Peanut butter, banana and blackberry cookies
I’ve had many experiments with sugar free cookies and cakes in recent months. These were the happy outcome of one of those experiments – not everything has been quite so successful! These are for my afternoon tea habit – they’re packed with protein, good fat and a little carbohydrate. You could easily have them for breakfast – there’s nothing in them that I wouldn’t put in a breakfast bowl.
Ingredients
50g buckwheat flour
1/2 tsp bicarbonate soda
45ml coconut oil
1 banana, mashed
125g peanut butter
45g tahini
1/2 tsp vanilla essence
a handful blackberries (or blueberries)
Preheat the oven to 180C.
Grind the oats in a food processor to a fine flour.
Put the oats in a bowl with the buckwheat flour and bicarbonate of soda.
Melt the coconut oil, peanut butter, tahini and vanilla essence in a pan. When it’s melted add the banana and mix well. The mixture will thicken up considerably. Now add these wet ingredients to the dry ingredients. Combine well to form a stiffish dough and finally add the berries and combine again.
Form the mixture into balls and press each one down on a baking sheet lined with baking parchment so it flattens to a cookie shape. Put the cookies in the oven and bake for 12 – 15 minutes. When they are done take them out and leave to cool on a rack.

### SUPPLIED MATERIAL
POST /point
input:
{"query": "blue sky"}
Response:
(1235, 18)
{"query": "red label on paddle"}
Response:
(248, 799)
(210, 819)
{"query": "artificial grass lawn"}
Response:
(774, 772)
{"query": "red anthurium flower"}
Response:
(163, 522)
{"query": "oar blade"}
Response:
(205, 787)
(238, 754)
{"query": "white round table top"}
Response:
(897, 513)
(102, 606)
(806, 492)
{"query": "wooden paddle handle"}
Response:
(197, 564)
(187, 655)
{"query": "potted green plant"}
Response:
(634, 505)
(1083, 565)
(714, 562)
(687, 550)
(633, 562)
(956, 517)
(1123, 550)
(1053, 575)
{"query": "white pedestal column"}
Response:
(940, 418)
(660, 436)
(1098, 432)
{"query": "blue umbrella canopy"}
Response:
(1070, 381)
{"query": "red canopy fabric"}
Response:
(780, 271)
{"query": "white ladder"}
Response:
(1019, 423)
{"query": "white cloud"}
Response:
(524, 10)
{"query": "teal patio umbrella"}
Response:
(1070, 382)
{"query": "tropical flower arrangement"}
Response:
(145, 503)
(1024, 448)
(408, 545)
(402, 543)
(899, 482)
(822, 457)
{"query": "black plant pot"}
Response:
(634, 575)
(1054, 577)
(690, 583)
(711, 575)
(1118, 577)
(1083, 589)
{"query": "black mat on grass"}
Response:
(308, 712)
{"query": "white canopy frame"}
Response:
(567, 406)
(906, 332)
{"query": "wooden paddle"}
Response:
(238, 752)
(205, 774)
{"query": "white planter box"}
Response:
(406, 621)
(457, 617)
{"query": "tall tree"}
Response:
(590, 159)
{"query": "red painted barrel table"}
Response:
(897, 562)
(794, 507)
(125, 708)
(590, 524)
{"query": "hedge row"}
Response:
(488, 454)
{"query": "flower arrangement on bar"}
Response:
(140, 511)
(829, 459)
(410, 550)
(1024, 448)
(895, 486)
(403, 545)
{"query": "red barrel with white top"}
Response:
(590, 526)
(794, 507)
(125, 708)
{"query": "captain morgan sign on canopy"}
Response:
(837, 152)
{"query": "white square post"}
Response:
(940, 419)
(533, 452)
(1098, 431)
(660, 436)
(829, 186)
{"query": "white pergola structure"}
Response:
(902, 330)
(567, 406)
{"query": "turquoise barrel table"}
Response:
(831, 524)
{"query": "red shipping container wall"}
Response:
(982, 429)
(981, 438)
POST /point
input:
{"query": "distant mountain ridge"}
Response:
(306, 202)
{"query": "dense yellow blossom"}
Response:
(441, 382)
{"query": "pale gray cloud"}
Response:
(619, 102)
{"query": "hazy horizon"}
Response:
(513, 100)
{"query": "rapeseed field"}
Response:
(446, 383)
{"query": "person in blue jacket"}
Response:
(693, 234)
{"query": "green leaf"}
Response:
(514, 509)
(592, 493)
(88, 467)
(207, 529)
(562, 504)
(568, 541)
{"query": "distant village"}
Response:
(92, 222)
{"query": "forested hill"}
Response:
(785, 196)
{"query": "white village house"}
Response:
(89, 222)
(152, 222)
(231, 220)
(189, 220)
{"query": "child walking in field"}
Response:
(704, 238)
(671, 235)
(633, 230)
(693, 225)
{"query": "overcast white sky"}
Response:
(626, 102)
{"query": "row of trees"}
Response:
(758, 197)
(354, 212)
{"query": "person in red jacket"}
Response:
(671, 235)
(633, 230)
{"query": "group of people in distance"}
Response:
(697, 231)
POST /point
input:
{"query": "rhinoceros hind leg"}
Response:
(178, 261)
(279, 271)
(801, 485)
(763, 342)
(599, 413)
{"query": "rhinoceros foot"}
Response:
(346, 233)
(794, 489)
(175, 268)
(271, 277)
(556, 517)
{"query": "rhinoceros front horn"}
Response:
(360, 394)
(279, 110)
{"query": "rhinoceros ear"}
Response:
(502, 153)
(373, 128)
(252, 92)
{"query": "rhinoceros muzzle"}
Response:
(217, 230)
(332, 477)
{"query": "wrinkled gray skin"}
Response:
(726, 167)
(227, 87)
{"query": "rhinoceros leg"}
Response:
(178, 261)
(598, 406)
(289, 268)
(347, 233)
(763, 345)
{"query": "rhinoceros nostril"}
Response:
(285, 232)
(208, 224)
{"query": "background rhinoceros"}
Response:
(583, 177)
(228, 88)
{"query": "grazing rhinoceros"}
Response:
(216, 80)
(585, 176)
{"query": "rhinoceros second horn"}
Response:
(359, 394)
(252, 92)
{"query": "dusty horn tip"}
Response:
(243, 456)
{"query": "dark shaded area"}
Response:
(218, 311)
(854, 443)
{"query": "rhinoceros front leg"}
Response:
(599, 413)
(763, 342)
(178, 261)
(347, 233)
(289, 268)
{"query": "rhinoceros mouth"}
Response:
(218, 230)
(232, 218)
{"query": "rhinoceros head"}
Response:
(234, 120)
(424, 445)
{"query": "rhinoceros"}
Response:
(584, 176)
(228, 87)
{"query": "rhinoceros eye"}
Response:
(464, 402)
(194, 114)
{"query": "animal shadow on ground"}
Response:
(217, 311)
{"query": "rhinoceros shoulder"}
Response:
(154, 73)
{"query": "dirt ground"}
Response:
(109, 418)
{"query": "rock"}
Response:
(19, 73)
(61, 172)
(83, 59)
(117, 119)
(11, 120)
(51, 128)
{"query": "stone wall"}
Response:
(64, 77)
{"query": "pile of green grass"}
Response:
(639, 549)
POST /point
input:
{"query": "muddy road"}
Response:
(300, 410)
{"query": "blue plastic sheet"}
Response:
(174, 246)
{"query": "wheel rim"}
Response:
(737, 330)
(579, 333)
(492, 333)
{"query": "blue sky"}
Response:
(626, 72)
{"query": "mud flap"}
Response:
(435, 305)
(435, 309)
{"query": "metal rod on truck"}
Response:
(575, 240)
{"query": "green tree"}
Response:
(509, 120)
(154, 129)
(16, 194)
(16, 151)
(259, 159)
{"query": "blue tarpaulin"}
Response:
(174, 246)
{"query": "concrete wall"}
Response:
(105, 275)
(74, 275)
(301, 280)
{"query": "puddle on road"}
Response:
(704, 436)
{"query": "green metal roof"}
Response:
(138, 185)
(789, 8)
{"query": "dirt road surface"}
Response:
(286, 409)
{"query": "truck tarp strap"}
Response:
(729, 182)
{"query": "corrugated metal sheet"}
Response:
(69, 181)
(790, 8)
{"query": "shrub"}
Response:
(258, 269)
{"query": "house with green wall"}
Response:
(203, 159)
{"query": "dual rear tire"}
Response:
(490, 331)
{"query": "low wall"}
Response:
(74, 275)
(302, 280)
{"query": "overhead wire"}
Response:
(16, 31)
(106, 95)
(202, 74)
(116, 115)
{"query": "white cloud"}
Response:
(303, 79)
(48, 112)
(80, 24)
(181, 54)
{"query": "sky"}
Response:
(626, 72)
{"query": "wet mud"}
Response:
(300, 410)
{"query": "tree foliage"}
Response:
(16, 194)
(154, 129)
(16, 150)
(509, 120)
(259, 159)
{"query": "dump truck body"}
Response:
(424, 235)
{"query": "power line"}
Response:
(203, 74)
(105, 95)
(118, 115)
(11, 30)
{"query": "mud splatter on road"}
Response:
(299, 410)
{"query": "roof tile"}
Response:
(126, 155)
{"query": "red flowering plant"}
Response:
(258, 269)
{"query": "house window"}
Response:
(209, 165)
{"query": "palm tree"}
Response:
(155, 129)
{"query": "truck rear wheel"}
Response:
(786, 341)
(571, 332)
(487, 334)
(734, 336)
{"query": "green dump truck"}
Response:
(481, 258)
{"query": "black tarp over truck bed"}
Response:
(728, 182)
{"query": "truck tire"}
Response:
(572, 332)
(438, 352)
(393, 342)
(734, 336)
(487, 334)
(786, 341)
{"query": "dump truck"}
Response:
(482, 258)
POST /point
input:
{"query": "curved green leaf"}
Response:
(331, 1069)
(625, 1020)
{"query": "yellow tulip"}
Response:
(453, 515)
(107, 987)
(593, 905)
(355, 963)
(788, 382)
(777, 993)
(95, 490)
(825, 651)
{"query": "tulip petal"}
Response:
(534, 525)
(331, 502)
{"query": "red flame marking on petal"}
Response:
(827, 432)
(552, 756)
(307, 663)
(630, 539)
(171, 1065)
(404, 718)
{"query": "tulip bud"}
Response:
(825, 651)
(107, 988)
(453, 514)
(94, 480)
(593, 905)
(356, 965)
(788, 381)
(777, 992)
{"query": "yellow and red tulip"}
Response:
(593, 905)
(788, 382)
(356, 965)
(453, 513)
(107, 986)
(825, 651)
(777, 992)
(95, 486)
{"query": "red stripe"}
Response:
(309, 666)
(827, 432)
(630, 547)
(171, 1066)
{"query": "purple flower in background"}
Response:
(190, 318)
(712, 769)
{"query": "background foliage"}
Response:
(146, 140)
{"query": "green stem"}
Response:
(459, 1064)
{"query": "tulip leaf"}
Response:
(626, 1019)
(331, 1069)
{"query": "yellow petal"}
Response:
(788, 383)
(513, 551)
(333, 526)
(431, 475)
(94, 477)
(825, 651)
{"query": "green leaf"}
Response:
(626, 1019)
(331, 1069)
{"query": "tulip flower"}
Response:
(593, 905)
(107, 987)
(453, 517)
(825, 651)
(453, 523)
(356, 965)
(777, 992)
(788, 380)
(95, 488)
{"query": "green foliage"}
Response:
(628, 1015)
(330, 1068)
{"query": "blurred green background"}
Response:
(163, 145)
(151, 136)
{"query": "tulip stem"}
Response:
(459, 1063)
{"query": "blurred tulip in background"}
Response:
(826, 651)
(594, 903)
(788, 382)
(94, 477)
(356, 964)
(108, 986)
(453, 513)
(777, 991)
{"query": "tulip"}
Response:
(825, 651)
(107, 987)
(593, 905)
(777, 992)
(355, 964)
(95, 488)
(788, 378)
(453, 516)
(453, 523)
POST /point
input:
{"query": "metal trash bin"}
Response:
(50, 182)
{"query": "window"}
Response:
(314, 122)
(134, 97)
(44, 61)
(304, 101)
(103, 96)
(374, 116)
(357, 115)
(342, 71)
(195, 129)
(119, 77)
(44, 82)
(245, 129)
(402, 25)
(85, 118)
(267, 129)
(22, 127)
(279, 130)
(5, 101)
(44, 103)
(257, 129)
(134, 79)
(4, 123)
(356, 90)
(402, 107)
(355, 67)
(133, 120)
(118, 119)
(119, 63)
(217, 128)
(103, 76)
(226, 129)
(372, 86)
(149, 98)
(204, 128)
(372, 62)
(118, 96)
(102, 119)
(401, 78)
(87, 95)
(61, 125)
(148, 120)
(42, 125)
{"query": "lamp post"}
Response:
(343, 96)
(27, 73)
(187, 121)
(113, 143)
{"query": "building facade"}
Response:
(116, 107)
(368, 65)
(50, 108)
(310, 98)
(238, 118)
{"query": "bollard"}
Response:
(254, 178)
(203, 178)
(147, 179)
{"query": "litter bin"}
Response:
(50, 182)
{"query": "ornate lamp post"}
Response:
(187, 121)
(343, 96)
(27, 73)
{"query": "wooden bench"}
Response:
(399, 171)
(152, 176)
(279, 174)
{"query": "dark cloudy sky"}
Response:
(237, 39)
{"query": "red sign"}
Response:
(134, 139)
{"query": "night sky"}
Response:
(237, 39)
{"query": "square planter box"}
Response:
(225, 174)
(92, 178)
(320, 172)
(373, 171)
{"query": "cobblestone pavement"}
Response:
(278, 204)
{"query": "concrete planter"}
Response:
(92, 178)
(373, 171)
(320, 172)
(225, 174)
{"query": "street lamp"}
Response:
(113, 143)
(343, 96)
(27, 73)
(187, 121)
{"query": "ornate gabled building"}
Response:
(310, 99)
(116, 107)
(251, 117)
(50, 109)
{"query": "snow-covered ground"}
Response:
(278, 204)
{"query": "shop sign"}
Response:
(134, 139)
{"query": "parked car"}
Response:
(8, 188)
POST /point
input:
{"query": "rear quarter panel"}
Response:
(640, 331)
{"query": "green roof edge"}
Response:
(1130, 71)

### ABOUT THIS EXERCISE
Transcribe the peanut butter, banana and blackberry cookie recipe in full, word for word.

### RESPONSE AREA
Peanut butter, banana and blackberry cookies
I’ve had many experiments with sugar free cookies and cakes in recent months. These were the happy outcome of one of those experiments – not everything has been quite so successful! These are for my afternoon tea habit – they’re packed with protein, good fat and a little carbohydrate. You could easily have them for breakfast – there’s nothing in them that I wouldn’t put in a breakfast bowl.
Ingredients
50g buckwheat flour
1/2 tsp bicarbonate soda
45ml coconut oil
1 banana, mashed
125g peanut butter
45g tahini
1/2 tsp vanilla essence
a handful blackberries (or blueberries)
Preheat the oven to 180C.
Grind the oats in a food processor to a fine flour.
Put the oats in a bowl with the buckwheat flour and bicarbonate of soda.
Melt the coconut oil, peanut butter, tahini and vanilla essence in a pan. When it’s melted add the banana and mix well. The mixture will thicken up considerably. Now add these wet ingredients to the dry ingredients. Combine well to form a stiffish dough and finally add the berries and combine again.
Form the mixture into balls and press each one down on a baking sheet lined with baking parchment so it flattens to a cookie shape. Put the cookies in the oven and bake for 12 – 15 minutes. When they are done take them out and leave to cool on a rack.